** WORK TO COMPLETE **
Rewrite the lines below, changing every "rough mask" to "coarse mask" and keeping everything else the same. Leave the pictures out of your answer.

----------------------------------------

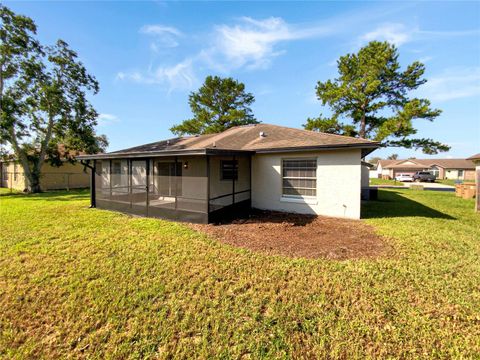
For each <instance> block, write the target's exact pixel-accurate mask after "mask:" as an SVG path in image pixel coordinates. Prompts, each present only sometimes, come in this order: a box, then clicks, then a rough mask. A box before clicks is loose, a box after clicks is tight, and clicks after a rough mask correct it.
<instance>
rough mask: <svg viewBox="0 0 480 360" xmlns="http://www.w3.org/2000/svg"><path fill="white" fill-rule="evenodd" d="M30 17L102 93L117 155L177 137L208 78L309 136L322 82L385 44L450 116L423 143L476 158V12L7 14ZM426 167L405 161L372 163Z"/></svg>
mask: <svg viewBox="0 0 480 360" xmlns="http://www.w3.org/2000/svg"><path fill="white" fill-rule="evenodd" d="M4 3H5V4H6V5H7V6H9V7H11V8H12V9H13V10H14V11H16V12H18V13H22V14H24V15H28V16H30V17H32V18H33V19H34V20H35V22H36V23H37V26H38V35H39V38H40V39H41V41H42V42H44V43H53V42H54V41H55V40H56V39H57V38H62V39H63V40H65V41H67V42H68V43H69V44H70V45H71V47H72V48H73V49H75V50H76V51H77V52H78V53H79V55H80V57H81V59H82V61H83V62H84V63H85V65H86V66H87V68H88V70H89V71H90V72H91V73H92V74H94V75H95V76H96V77H97V79H98V80H99V82H100V86H101V91H100V93H99V94H98V95H97V96H95V97H93V98H92V102H93V104H94V105H95V107H96V109H97V111H98V112H99V113H100V114H101V115H100V121H99V126H98V132H99V133H104V134H106V135H107V136H108V138H109V141H110V147H109V150H118V149H121V148H126V147H130V146H134V145H138V144H142V143H147V142H152V141H157V140H160V139H163V138H168V137H171V136H172V135H171V134H170V132H169V130H168V129H169V128H170V127H171V126H172V125H174V124H176V123H179V122H181V121H182V120H184V119H187V118H189V117H190V116H191V113H190V109H189V107H188V94H189V93H190V92H191V91H193V90H196V89H197V88H198V87H199V86H200V85H201V83H202V81H203V80H204V78H205V76H207V75H209V74H212V75H220V76H232V77H234V78H236V79H238V80H240V81H242V82H244V83H245V85H246V88H247V90H248V91H250V92H252V93H253V94H254V95H255V98H256V102H255V104H254V106H253V110H254V113H255V115H256V117H257V118H258V119H259V120H260V121H262V122H266V123H273V124H278V125H285V126H291V127H301V125H302V124H303V123H305V120H306V118H307V117H314V116H317V115H318V114H319V113H323V114H328V110H327V109H323V108H322V106H321V104H320V102H319V101H318V100H316V98H315V85H316V83H317V81H318V80H322V81H324V80H327V79H329V78H334V77H335V76H336V74H337V72H336V66H335V61H336V59H337V58H338V57H339V56H341V55H344V54H346V53H349V52H354V51H356V50H358V49H359V48H360V47H361V46H362V45H364V44H365V43H367V42H368V41H369V40H388V41H391V42H393V43H395V44H396V45H397V46H398V48H399V52H400V62H401V64H402V66H406V65H407V64H409V63H410V62H412V61H414V60H420V61H422V62H424V63H425V65H426V69H427V70H426V78H427V79H428V80H429V82H428V83H427V84H426V85H424V86H423V88H421V89H419V90H418V94H417V96H423V97H427V98H428V99H430V100H431V101H432V104H433V106H434V107H436V108H440V109H442V110H443V113H442V115H441V116H440V117H439V118H437V119H436V120H435V121H434V122H433V123H430V122H423V121H417V122H416V126H417V128H418V130H419V133H418V136H420V137H430V138H434V139H435V140H439V141H442V142H445V143H447V144H449V145H451V147H452V149H451V151H450V152H448V153H443V154H440V155H437V156H436V157H465V156H469V155H472V154H474V153H478V152H480V2H473V1H472V2H458V1H456V2H445V1H441V2H427V1H425V2H418V3H417V2H280V3H276V2H158V1H157V2H66V1H65V2H41V1H36V2H8V1H7V2H4ZM391 153H397V154H399V155H400V156H401V157H407V156H415V157H426V156H425V155H423V154H422V153H421V152H415V151H413V150H407V149H398V148H395V149H382V150H379V151H376V152H375V153H374V155H378V156H387V155H389V154H391Z"/></svg>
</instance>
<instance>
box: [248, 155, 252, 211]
mask: <svg viewBox="0 0 480 360" xmlns="http://www.w3.org/2000/svg"><path fill="white" fill-rule="evenodd" d="M248 166H249V169H248V170H249V172H250V179H249V184H248V189H249V190H250V208H251V207H252V155H249V156H248Z"/></svg>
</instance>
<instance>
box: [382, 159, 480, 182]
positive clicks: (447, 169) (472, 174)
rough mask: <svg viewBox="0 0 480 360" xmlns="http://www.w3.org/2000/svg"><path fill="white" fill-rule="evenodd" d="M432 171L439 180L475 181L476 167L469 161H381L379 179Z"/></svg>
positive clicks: (415, 160)
mask: <svg viewBox="0 0 480 360" xmlns="http://www.w3.org/2000/svg"><path fill="white" fill-rule="evenodd" d="M417 171H430V172H432V173H433V174H434V175H435V176H436V177H437V179H453V180H473V179H474V178H475V166H474V165H473V163H472V161H470V160H467V159H406V160H405V159H404V160H379V161H378V164H377V176H378V178H388V179H394V178H395V177H396V176H397V174H411V175H413V174H414V173H415V172H417Z"/></svg>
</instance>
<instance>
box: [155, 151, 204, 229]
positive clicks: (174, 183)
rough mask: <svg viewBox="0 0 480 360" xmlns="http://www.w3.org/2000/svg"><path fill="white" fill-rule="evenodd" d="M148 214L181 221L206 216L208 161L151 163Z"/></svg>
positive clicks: (194, 218) (165, 160)
mask: <svg viewBox="0 0 480 360" xmlns="http://www.w3.org/2000/svg"><path fill="white" fill-rule="evenodd" d="M150 179H151V180H150V184H149V214H150V215H151V216H157V217H170V218H175V219H180V220H187V221H188V220H189V219H192V220H194V219H195V214H197V213H198V214H200V213H206V212H207V210H206V209H207V176H206V159H205V157H188V158H187V157H178V158H176V159H175V158H173V157H172V158H157V159H153V160H151V166H150Z"/></svg>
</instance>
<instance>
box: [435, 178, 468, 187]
mask: <svg viewBox="0 0 480 360" xmlns="http://www.w3.org/2000/svg"><path fill="white" fill-rule="evenodd" d="M435 182H437V183H439V184H445V185H450V186H455V184H456V182H458V180H452V179H437V180H435ZM460 182H461V183H463V181H462V180H460Z"/></svg>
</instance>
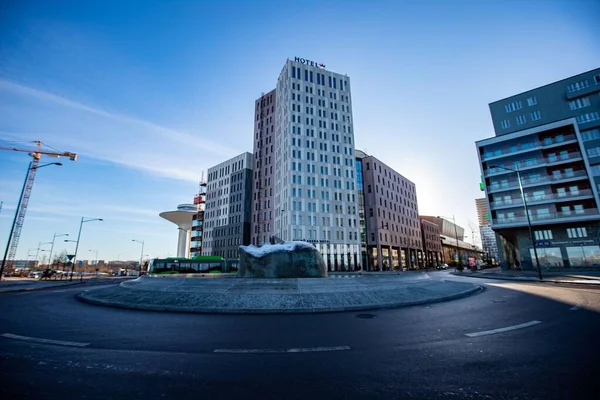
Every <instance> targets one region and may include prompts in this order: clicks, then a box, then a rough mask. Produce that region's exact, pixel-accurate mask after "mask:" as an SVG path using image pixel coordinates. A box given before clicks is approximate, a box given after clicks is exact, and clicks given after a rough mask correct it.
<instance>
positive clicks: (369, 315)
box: [356, 314, 377, 319]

----------------------------------------

** RESULT FOR THIS TASK **
For each <instance> block, write the target's exact pixel-accurate mask after "mask:" as an SVG path in image pixel coordinates. Prompts, each present only sometimes, come in this order: a box, then clicks, then a coarse mask. A box before clicks is loose, a box after clicks is tight, and clicks after a coarse mask correct it.
<instance>
coarse mask: <svg viewBox="0 0 480 360" xmlns="http://www.w3.org/2000/svg"><path fill="white" fill-rule="evenodd" d="M30 17L102 93L117 155L177 137L208 78L309 136L322 82L385 44L450 116L423 143L476 158V12L7 14ZM426 167L405 161L372 163Z"/></svg>
mask: <svg viewBox="0 0 480 360" xmlns="http://www.w3.org/2000/svg"><path fill="white" fill-rule="evenodd" d="M4 3H5V4H6V5H7V6H9V7H11V8H12V9H13V10H14V11H16V12H18V13H22V14H24V15H28V16H30V17H32V18H33V19H34V20H35V22H36V23H37V26H38V35H39V38H40V39H41V41H42V42H44V43H53V42H54V41H55V40H56V39H57V38H62V39H63V40H65V41H67V42H68V43H69V44H70V45H71V47H72V48H73V49H75V50H76V51H77V52H78V53H79V55H80V57H81V59H82V61H83V62H84V63H85V65H86V66H87V68H88V70H89V71H90V72H91V73H92V74H94V75H95V76H96V77H97V79H98V80H99V82H100V86H101V91H100V93H99V94H98V95H97V96H95V97H93V98H92V102H93V104H94V105H95V107H96V109H97V111H98V112H99V113H100V114H101V115H100V121H99V126H98V132H99V133H104V134H106V135H107V136H108V138H109V141H110V147H109V150H118V149H121V148H126V147H130V146H134V145H138V144H142V143H147V142H152V141H157V140H160V139H163V138H168V137H171V136H172V135H171V134H170V132H169V130H168V129H169V128H170V127H171V126H172V125H174V124H176V123H179V122H181V121H182V120H184V119H187V118H189V117H190V116H191V113H190V109H189V107H188V94H189V93H190V92H191V91H193V90H196V89H197V88H198V87H199V86H200V85H201V83H202V81H203V80H204V78H205V76H207V75H209V74H212V75H220V76H232V77H234V78H236V79H238V80H240V81H242V82H244V83H245V85H246V88H247V90H248V91H250V92H252V93H253V94H254V95H255V98H256V102H255V104H254V106H253V110H254V113H255V115H256V117H257V118H258V119H259V120H260V121H262V122H266V123H273V124H278V125H285V126H291V127H301V125H302V124H303V123H305V120H306V118H307V117H314V116H317V115H318V114H319V113H323V114H328V110H327V109H323V108H322V106H321V104H320V102H319V101H318V100H316V98H315V85H316V83H317V81H318V80H322V81H324V80H327V79H329V78H334V77H335V76H336V74H337V72H336V66H335V61H336V59H337V58H338V57H339V56H341V55H344V54H346V53H349V52H354V51H356V50H358V49H359V48H360V47H361V46H362V45H364V44H365V43H367V42H368V41H369V40H388V41H391V42H393V43H395V44H396V45H397V46H398V48H399V52H400V62H401V64H402V66H406V65H407V64H409V63H410V62H412V61H414V60H420V61H422V62H424V63H425V65H426V69H427V70H426V78H427V79H428V80H429V82H428V83H427V84H426V85H424V86H423V88H421V89H419V90H418V94H417V96H423V97H427V98H428V99H430V100H431V101H432V104H433V106H434V107H436V108H440V109H442V110H443V113H442V115H441V116H440V117H439V118H437V119H436V120H435V121H434V122H433V123H430V122H423V121H417V122H416V126H417V128H418V130H419V133H418V136H420V137H430V138H434V139H435V140H439V141H442V142H445V143H447V144H449V145H451V147H452V149H451V151H450V152H448V153H443V154H440V155H437V156H436V157H465V156H469V155H472V154H474V153H478V152H480V2H473V1H472V2H458V1H456V2H445V1H441V2H427V1H425V2H418V3H417V2H280V3H276V2H158V1H157V2H66V1H65V2H41V1H36V2H8V1H7V2H4ZM391 153H397V154H399V155H400V156H401V157H407V156H415V157H426V156H425V155H423V154H422V153H421V152H415V151H413V150H407V149H398V148H395V149H382V150H379V151H376V152H375V153H374V155H378V156H387V155H389V154H391Z"/></svg>
</instance>
<instance>
box: [248, 155, 252, 211]
mask: <svg viewBox="0 0 480 360" xmlns="http://www.w3.org/2000/svg"><path fill="white" fill-rule="evenodd" d="M248 166H249V169H248V170H249V172H250V179H249V184H248V189H249V190H250V208H251V207H252V155H249V156H248Z"/></svg>
</instance>
<instance>
box: [382, 159, 480, 182]
positive clicks: (447, 169) (472, 174)
coarse mask: <svg viewBox="0 0 480 360" xmlns="http://www.w3.org/2000/svg"><path fill="white" fill-rule="evenodd" d="M432 171L439 180L475 181L476 167L469 161H381L379 179Z"/></svg>
positive clicks: (415, 160)
mask: <svg viewBox="0 0 480 360" xmlns="http://www.w3.org/2000/svg"><path fill="white" fill-rule="evenodd" d="M417 171H430V172H432V173H433V174H434V175H435V176H436V177H437V179H453V180H473V179H474V178H475V166H474V165H473V163H472V161H470V160H467V159H406V160H405V159H404V160H379V161H378V164H377V176H378V178H388V179H394V178H395V177H396V176H397V174H411V175H413V174H414V173H415V172H417Z"/></svg>
</instance>
<instance>
box: [155, 151, 204, 229]
positive clicks: (174, 183)
coarse mask: <svg viewBox="0 0 480 360" xmlns="http://www.w3.org/2000/svg"><path fill="white" fill-rule="evenodd" d="M148 214L181 221L206 216L208 161L151 163Z"/></svg>
positive clicks: (194, 218) (165, 160)
mask: <svg viewBox="0 0 480 360" xmlns="http://www.w3.org/2000/svg"><path fill="white" fill-rule="evenodd" d="M150 179H151V180H150V184H149V214H150V215H151V216H157V217H170V218H175V219H180V220H187V221H188V220H189V219H192V220H194V219H195V214H197V213H198V214H200V213H206V212H207V210H206V209H207V176H206V159H205V157H188V158H187V157H178V158H176V159H175V158H173V157H172V158H157V159H153V160H151V166H150Z"/></svg>
</instance>
<instance>
box: [435, 178, 468, 187]
mask: <svg viewBox="0 0 480 360" xmlns="http://www.w3.org/2000/svg"><path fill="white" fill-rule="evenodd" d="M435 182H437V183H439V184H445V185H450V186H455V184H456V182H458V180H452V179H437V180H435ZM460 182H461V183H463V181H462V180H460Z"/></svg>
</instance>
Every <instance> targets one region and may include prompts in this order: clicks, then a box, then a coarse mask. Produce that region's exact, pixel-accurate mask after "mask:" as an SVG path using image pixel coordinates. A box given before clicks is approximate, a box given after clicks is exact, and clicks given after a coarse mask correct it.
<instance>
positive clicks: (369, 315)
box: [356, 314, 377, 319]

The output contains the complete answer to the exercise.